### Work order
Skip any image you find and restate the rest of the data word for word.

### Records supplied
>>>
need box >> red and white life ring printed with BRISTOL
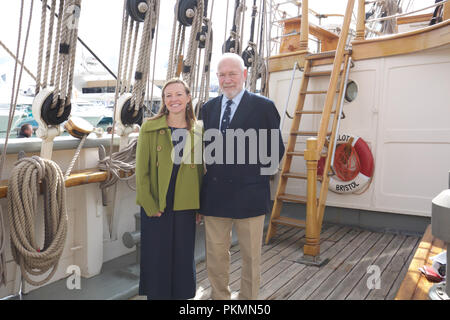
[328,134,375,193]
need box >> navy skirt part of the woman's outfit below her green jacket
[139,208,196,300]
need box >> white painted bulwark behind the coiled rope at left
[0,134,139,298]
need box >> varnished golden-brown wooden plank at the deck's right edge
[395,225,433,300]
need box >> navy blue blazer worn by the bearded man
[200,91,284,219]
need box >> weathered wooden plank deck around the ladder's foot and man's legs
[195,225,420,300]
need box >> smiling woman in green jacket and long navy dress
[136,79,203,299]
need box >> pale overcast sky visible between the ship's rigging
[0,0,434,90]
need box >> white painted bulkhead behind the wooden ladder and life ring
[269,45,450,217]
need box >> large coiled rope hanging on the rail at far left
[8,156,67,286]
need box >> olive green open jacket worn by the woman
[136,116,203,216]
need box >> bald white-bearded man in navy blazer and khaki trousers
[201,53,284,299]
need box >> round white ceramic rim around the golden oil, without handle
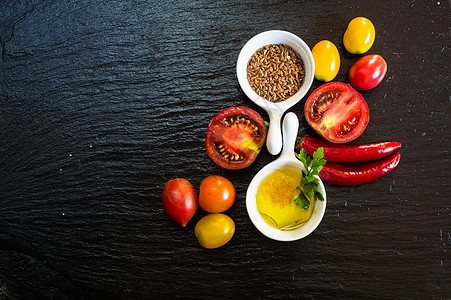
[246,159,327,242]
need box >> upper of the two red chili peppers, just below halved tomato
[300,136,401,163]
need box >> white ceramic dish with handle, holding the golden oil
[246,112,327,241]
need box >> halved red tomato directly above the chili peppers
[304,82,370,144]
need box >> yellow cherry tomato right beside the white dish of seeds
[312,40,340,82]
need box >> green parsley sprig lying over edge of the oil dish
[294,147,326,209]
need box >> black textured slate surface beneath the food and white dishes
[0,0,451,299]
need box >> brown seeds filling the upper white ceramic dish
[247,44,305,102]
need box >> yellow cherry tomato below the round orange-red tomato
[194,213,235,249]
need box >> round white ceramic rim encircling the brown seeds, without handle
[236,30,315,113]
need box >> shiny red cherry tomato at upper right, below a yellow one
[349,54,387,90]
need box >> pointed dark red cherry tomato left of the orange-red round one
[162,178,197,227]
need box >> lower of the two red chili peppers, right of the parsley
[319,153,401,185]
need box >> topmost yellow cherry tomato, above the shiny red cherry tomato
[343,17,376,54]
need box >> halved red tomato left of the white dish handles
[205,106,267,169]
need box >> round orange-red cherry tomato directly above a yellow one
[199,175,236,213]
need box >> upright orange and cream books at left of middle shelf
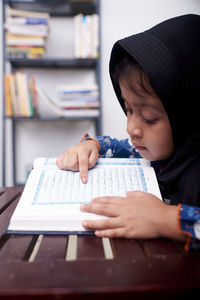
[4,72,38,117]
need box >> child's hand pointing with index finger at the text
[56,140,99,183]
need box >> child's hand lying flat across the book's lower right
[81,191,188,240]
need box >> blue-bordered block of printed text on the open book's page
[31,158,158,205]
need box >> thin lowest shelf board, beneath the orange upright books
[4,116,99,122]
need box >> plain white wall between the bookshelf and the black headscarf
[101,0,200,138]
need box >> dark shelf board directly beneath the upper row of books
[6,57,97,69]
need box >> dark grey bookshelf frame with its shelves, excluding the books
[2,0,101,186]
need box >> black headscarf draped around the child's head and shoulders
[110,14,200,206]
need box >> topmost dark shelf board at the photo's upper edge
[4,0,97,16]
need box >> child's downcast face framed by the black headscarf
[119,78,174,161]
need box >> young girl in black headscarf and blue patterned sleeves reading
[57,15,200,248]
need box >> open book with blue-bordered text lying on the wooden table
[8,158,161,233]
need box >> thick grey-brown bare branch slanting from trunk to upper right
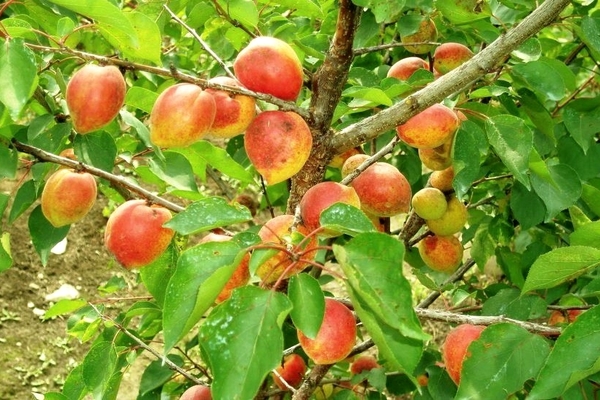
[332,0,570,154]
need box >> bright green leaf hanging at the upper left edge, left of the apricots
[0,39,38,120]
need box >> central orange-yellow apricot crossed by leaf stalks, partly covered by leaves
[256,214,318,284]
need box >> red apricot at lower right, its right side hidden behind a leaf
[442,324,485,385]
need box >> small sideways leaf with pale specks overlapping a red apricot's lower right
[319,203,376,236]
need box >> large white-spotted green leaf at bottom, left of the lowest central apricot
[199,286,292,400]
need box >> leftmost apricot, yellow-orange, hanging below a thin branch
[41,168,97,228]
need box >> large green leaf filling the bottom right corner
[527,306,600,400]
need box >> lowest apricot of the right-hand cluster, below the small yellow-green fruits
[418,235,463,273]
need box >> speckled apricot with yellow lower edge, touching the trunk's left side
<<<
### Expected answer
need box >> red and white life ring printed with BRISTOL
[328,134,375,193]
need box >> navy skirt part of the woman's outfit below her green jacket
[139,208,196,300]
need box >> white painted bulwark behind the coiled rope at left
[0,134,139,298]
need box >> varnished golden-brown wooden plank at the deck's right edge
[395,225,433,300]
need box >> navy blue blazer worn by the bearded man
[200,91,284,219]
need box >> weathered wooden plank deck around the ladder's foot and man's legs
[195,225,420,300]
need box >> smiling woman in green jacket and long navy dress
[136,79,203,299]
need box >> pale overcast sky visible between the ship's rigging
[0,0,434,90]
need box >> white painted bulkhead behind the wooden ladder and life ring
[269,45,450,217]
need box >> large coiled rope hanging on the rail at far left
[8,156,67,286]
need box >> olive green open jacket worn by the woman
[136,116,203,216]
need box >> bald white-bearded man in navy blazer and khaki trousers
[201,53,284,299]
need box >> round white ceramic rim around the golden oil, without handle
[246,159,327,242]
need box >> upper of the two red chili peppers, just below halved tomato
[300,136,401,163]
need box >> white ceramic dish with handle, holding the golden oil
[246,112,327,241]
need box >> halved red tomato directly above the chili peppers
[304,82,370,144]
need box >> yellow cherry tomato right beside the white dish of seeds
[312,40,340,82]
need box >> green parsley sprig lying over edge of the oil dish
[294,147,326,209]
need box >> black textured slate surface beneath the food and white dishes
[0,0,451,299]
need box >> brown seeds filling the upper white ceramic dish
[247,44,305,102]
need box >> yellow cherry tomato below the round orange-red tomato
[194,213,235,249]
need box >> round white ceramic rim encircling the brown seeds, without handle
[236,30,315,113]
need box >> shiny red cherry tomato at upper right, below a yellow one
[349,54,387,90]
need box >> pointed dark red cherry tomato left of the orange-red round one
[162,178,197,227]
need box >> lower of the two red chili peppers, right of the parsley
[319,153,401,185]
need box >> topmost yellow cherry tomato, above the shiny red cherry tomato
[343,17,376,54]
need box >> halved red tomato left of the white dish handles
[205,106,267,169]
need box >> round orange-red cherry tomato directly above a yellow one
[199,175,236,213]
need box >> upright orange and cream books at left of middle shelf
[4,72,38,117]
need box >> child's hand pointing with index finger at the text
[56,140,99,183]
need box >> child's hand lying flat across the book's lower right
[81,191,188,240]
need box >> blue-bordered block of printed text on the open book's page
[31,158,158,205]
need box >> thin lowest shelf board, beneath the orange upright books
[4,116,99,122]
need box >> plain white wall between the bookshelf and the black headscarf
[101,0,200,138]
need box >> dark shelf board directly beneath the upper row of books
[6,57,97,69]
need box >> dark grey bookshelf frame with its shelves, excluding the books
[2,0,101,186]
need box >> black headscarf draped around the child's head and shoulders
[110,14,200,206]
need box >> topmost dark shelf board at the photo's upper edge
[4,0,97,16]
need box >> child's downcast face framed by the black headscarf
[119,78,174,161]
need box >> young girl in black headscarf and blue patterned sleeves reading
[57,15,200,248]
need box >> open book with blue-bordered text lying on the wooden table
[8,158,161,233]
need box >> thick grey-brown bare branch slanting from trunk to upper right
[332,0,570,154]
need box >> bright green leaf hanging at the upper left edge, left of the apricots
[0,39,38,120]
need box >> central orange-yellow apricot crossed by leaf stalks, partly covered by leaves
[256,214,318,284]
need box >> red apricot at lower right, its right side hidden behind a leaf
[442,324,485,385]
need box >> small sideways leaf with pale specks overlapping a red apricot's lower right
[319,203,376,236]
need box >> large white-spotted green leaf at bottom, left of the lowest central apricot
[199,286,292,400]
need box >> leftmost apricot, yellow-orange, hanging below a thin branch
[41,168,97,228]
need box >> large green leaf filling the bottom right corner
[527,306,600,400]
need box >> lowest apricot of the right-hand cluster, below the small yellow-green fruits
[418,235,463,273]
need box >> speckled apricot with yellow lower edge, touching the trunk's left side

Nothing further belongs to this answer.